[Stored data]
★ ★ ★ ★ ★ ★ ★
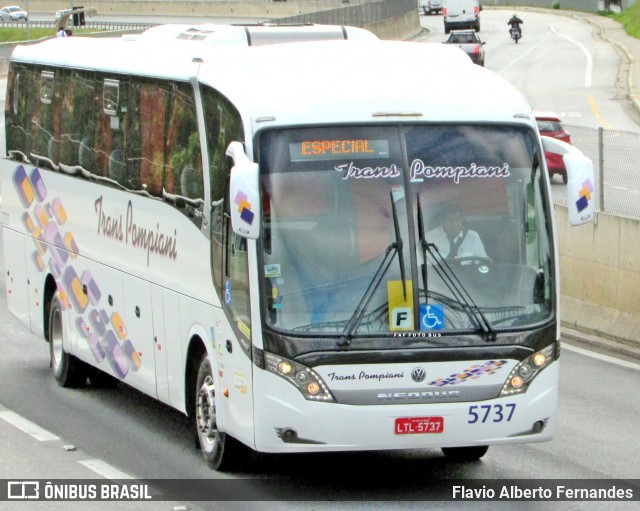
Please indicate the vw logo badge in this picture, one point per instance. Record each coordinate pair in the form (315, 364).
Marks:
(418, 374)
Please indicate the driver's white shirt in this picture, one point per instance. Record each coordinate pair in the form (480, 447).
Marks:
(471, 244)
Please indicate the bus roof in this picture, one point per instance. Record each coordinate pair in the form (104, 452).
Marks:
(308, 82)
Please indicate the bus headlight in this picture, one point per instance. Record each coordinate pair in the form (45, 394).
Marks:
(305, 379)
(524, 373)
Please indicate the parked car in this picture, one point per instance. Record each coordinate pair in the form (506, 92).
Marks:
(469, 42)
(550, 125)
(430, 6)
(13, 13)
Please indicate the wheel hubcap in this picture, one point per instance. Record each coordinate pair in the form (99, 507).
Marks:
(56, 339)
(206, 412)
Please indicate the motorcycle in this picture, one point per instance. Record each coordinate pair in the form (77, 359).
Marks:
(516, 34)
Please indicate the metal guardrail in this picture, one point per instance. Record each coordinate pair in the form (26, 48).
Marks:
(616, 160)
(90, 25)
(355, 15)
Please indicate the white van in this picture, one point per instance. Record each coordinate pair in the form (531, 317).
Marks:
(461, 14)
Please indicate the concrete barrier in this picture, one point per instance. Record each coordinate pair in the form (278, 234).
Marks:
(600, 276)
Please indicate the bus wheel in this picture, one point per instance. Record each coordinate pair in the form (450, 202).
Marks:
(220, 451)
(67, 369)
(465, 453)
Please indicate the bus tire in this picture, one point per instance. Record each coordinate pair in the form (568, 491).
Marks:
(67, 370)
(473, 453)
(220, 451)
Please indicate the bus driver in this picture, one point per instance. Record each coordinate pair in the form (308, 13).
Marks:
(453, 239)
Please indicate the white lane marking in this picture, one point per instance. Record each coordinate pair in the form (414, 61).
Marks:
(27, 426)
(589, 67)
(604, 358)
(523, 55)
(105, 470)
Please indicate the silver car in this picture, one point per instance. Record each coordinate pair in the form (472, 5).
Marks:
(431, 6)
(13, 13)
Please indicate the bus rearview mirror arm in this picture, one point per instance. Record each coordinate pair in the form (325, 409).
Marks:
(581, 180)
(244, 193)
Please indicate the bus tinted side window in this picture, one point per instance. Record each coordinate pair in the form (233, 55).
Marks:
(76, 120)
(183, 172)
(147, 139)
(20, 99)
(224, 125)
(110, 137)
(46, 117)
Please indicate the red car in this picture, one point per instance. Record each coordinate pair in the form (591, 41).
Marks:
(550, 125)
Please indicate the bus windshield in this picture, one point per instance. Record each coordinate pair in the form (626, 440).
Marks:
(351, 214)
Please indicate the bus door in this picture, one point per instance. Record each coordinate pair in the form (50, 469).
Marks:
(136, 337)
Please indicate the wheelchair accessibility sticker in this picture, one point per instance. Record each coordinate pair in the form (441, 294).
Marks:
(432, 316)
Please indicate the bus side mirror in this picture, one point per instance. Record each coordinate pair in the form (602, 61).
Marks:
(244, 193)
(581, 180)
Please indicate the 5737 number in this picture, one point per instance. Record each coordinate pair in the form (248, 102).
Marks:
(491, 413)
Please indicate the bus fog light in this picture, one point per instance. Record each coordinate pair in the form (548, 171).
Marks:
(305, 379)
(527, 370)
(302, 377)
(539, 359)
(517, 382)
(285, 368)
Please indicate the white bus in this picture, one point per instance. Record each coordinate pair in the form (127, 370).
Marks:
★ ★ ★ ★ ★ ★ ★
## [TASK DIRECTIONS]
The answer must consist of every line from the records above that holds "mirror".

## [ANSWER TO THE EXERCISE]
Please indicate the bus rearview mirror arm in this picture, one point per instance. Record each coordinate pair in the form (325, 409).
Please indicate the bus side mirror in this picture, one point per instance. Record each coordinate pair in the form (602, 61).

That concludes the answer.